◆ **Data for review**
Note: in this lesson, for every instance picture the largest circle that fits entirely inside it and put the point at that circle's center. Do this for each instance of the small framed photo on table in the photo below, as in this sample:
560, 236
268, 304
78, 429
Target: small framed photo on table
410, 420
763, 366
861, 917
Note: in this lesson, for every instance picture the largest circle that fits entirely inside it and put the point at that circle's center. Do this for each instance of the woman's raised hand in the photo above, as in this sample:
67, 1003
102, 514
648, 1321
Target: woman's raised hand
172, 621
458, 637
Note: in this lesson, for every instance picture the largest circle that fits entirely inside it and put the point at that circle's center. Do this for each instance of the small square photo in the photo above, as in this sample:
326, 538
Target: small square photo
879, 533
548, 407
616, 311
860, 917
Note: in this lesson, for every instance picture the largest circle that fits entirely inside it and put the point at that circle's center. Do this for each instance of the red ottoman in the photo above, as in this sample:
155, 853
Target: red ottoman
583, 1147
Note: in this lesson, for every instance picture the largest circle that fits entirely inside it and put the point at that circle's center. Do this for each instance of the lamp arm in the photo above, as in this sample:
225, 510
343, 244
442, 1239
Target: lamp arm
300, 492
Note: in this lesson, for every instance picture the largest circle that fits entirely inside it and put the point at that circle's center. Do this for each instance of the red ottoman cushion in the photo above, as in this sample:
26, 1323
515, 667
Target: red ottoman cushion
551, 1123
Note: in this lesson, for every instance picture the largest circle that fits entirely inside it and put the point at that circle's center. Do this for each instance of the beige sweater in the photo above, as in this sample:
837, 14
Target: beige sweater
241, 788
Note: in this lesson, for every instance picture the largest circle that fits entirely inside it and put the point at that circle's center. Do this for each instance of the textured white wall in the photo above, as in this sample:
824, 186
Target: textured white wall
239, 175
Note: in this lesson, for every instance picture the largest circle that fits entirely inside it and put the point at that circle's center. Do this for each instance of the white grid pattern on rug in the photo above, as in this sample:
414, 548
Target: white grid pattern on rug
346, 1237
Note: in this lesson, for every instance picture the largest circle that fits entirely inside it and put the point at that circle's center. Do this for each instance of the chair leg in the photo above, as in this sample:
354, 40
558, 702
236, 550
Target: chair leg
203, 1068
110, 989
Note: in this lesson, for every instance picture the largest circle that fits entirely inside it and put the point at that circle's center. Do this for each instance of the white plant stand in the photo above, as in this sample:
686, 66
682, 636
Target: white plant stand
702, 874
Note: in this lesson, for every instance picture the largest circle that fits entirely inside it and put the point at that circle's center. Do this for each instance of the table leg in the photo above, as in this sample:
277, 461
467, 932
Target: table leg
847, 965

◆ **Required work**
All entries are to be repeated exactly and completely.

◆ **Result for this task**
Note: in this lesson, for every instance picture the largest circle that fits entirely inside it and put the point at that circle's center. Do this for each instance of the small framed photo on table in the photo below, as in this sample:
560, 236
268, 304
78, 429
Target: small framed photo on table
410, 420
763, 366
861, 917
Note: in this lesson, for every instance picture the largest circle that fits entirely inside it and put the point at that circle's center. Do this for each instance of the woman's raised hand in the photo above, as in this sample:
67, 1003
102, 514
648, 1321
Target: woman's raised hand
172, 621
458, 637
Note: in this lesson, for every instance picture the largest circle that fits entirely inside it and put the point at that circle's center. Do this for each instance of the small square photo in the photo above, as in this sample:
326, 538
Target: small square photo
879, 533
548, 407
616, 311
860, 917
Note: in this lesson, for every instance picture the largest circle that fits entirely inside it and put the point at that circle's center. Do this for each instance of the red ottoman in the photo above, as in this sample:
155, 853
Target: red ottoman
583, 1147
Note: in this lesson, for every instance picture the largest circle that fits entirely inside it and put the point at that circle's center. Do this for each instance of the lamp arm in the photo above, as in this sample:
225, 510
343, 244
442, 1239
Target: lamp arm
300, 492
Note: in this lesson, for every instance picture the largest circle that fits entirely inside it and put the point at that circle's center. Do this for each instance of the red ottoman cushion in the photo above, as in this sample:
26, 1323
515, 667
Target: red ottoman cushion
551, 1123
Note: in this lesson, for every instance picture the largest circle that fits entirely inside it and put the point at that circle's center. Do this for each instance of the beige sweater in the photo above, as in this sample:
837, 14
Target: beige sweater
241, 788
Note: in this lesson, for every instance picture the largest circle that fits entirely inside it and put the point at that circle's center. Do this for each instance of the textured white wall in the photo above, as in this sample:
824, 186
Target: textured white wall
239, 175
Note: in this lesson, for every instance picture the largest circle that fits entirely inside it and put the point at that circle's center. Do this for each instance of the white grid pattern on rug in the photo above, as in this sample:
414, 548
Target: white grid pattern on rug
346, 1237
Note: in this lesson, for every instance picture the largest circle that fits entirely inside it and put the point at that circle's center. Do this for each instance of the chair leg in the photo above, as in this sample:
354, 40
558, 702
236, 550
Target: chair leg
203, 1068
110, 989
Note: in this lesson, for every instance picture the largest circle that fits entirely inside it and put the point at that circle's center. Do this for each instance of the white plant stand in the photo above, as in this sample:
686, 66
682, 636
Target: white plant stand
702, 874
Note: in this lesson, for every instance picture the largest circle that fits entirely inside it and put the point at that circle's center. Do this for each instance of the table leg in the photo above, as in this sample:
277, 461
467, 932
Target: table leg
847, 965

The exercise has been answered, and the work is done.